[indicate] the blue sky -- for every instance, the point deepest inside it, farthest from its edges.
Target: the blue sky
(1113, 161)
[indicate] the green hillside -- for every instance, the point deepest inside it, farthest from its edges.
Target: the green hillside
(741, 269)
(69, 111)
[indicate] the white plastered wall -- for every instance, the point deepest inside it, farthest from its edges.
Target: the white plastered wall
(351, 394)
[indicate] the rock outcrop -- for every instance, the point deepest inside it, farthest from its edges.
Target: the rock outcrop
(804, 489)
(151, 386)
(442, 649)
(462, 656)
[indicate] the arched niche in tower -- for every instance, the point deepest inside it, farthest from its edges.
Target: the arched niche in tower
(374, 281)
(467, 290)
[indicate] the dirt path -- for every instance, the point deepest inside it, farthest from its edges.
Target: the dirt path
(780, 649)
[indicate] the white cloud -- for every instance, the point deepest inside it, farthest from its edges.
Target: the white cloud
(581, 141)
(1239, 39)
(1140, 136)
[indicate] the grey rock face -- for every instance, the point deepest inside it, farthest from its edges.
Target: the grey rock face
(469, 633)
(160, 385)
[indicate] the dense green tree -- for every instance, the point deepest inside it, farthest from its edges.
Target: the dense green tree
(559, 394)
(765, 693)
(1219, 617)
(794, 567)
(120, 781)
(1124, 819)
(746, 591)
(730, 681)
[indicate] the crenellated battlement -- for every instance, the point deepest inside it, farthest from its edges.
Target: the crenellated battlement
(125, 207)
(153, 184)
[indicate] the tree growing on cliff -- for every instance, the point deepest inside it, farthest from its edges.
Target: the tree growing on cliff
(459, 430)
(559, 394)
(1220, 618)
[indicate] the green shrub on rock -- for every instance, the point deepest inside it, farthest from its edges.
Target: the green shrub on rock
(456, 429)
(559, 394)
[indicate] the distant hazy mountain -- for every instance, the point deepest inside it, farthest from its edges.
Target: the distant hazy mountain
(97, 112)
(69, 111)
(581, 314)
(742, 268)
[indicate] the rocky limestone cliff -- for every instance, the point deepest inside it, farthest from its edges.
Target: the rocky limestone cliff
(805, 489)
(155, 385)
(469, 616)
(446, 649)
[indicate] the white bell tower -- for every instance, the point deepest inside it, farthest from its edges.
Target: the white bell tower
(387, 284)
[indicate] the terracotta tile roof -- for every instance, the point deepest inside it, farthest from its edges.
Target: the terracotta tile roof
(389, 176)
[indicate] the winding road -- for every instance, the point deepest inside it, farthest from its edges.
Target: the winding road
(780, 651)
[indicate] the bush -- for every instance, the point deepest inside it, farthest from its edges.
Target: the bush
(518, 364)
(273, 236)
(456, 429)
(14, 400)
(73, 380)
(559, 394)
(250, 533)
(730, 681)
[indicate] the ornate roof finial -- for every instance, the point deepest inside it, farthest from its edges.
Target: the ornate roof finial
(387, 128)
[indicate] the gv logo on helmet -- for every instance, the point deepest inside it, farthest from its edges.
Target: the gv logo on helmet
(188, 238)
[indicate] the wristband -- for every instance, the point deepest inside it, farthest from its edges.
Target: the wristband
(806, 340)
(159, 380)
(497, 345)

--

### Task objective:
Copy all the entries above, keeping every line unchanged.

### Written solution:
[indicate] the blue sky -- for every instance, the point deepest inside it, farthest from its edges.
Target: the blue sky
(1113, 161)
[indicate] the green hillside -- for every instance, the point deepest inside it, farthest from its edges.
Target: the green hillside
(741, 269)
(69, 111)
[indicate] the white plastered wall -- for every instance, the point deepest inside it, farthest from its edges.
Target: the white plastered wall
(351, 394)
[indicate] the rock outcrop -- for every instance, the point deepest inside it, farthest from its edges.
Target: the rock outcrop
(804, 489)
(151, 386)
(442, 649)
(462, 656)
[indicate] the arched niche in tower -- for every instance, the point deepest inside it, farthest from its edges.
Target: the arched niche in tower
(374, 281)
(467, 290)
[indicate] the dirt path -- for every instance, the point deepest inside it, farthest from its edges.
Target: the dirt path
(780, 649)
[indicate] the white cloud -- for every instance, the point deepest inside it, farthest from its edges.
Target: the white cloud
(581, 141)
(1239, 39)
(1140, 136)
[indicate] the grey rock face -- for every instance, the point deepest inside it, farthest from its edges.
Target: the grey rock face
(469, 633)
(160, 385)
[indicate] the dense green tree -- for every instance, the point deepest inside it, farthest from its edges.
Target: the dense green tree
(559, 394)
(765, 693)
(1219, 617)
(794, 567)
(120, 781)
(1124, 819)
(746, 591)
(730, 681)
[indicate] the crenellated battlement -- for every instance, the point deepest inside it, farthest from its edges.
Target: the crenellated battlement
(125, 207)
(153, 184)
[indicate] the tree growing on cliff -- for every instance, the point deepest inside it, farthest from its edges.
Target: the tree growing on cliff
(459, 430)
(559, 394)
(1220, 618)
[indicate] the green shrub on rock -- for every instance, the point deepest inside it, farthest from its edges.
Target: the green shrub on rock
(456, 429)
(559, 394)
[indicate] the distant hazy mountain -- for every instance, the point deepest inside it, farthest from its edges.
Target: the distant hazy mountain
(97, 112)
(69, 111)
(581, 314)
(742, 268)
[indicate] the rocky limestone cliff -- for every instance, the point deepest inside it, farthest from its edges.
Target: the rocky limestone cliff
(805, 489)
(155, 385)
(469, 616)
(446, 649)
[indicate] the white bell tower -- for every instance, the point deepest inside it, farthest from its edges.
Target: the white bell tower
(387, 284)
[indicate] the terracotta tile roof -- for every instance, the point deepest inside it, farthest from its edges.
Target: the terracotta tile roof
(389, 176)
[indicate] the winding road -- for every instance, the point deepest inside it, farthest from its edges.
Target: the winding road
(780, 651)
[indicate] the bush -- for every instance, the point deepest inside it, farthest from its edges.
Target: the bush
(518, 364)
(273, 236)
(456, 429)
(14, 400)
(73, 380)
(559, 394)
(250, 533)
(730, 681)
[indicate] the ornate roof finial -- for every instance, the point deepest inside it, farthest from its edges.
Target: the ornate roof finial
(387, 128)
[indicate] the gv logo on helmet -- for every instance, the point deepest inside it, farthest from its edges.
Target: the gv logo on helmet
(188, 238)
[indicate] the wristband -- for every instance, the point deepest inside it, farthest from its edges.
Target: the wristband
(806, 340)
(159, 380)
(497, 345)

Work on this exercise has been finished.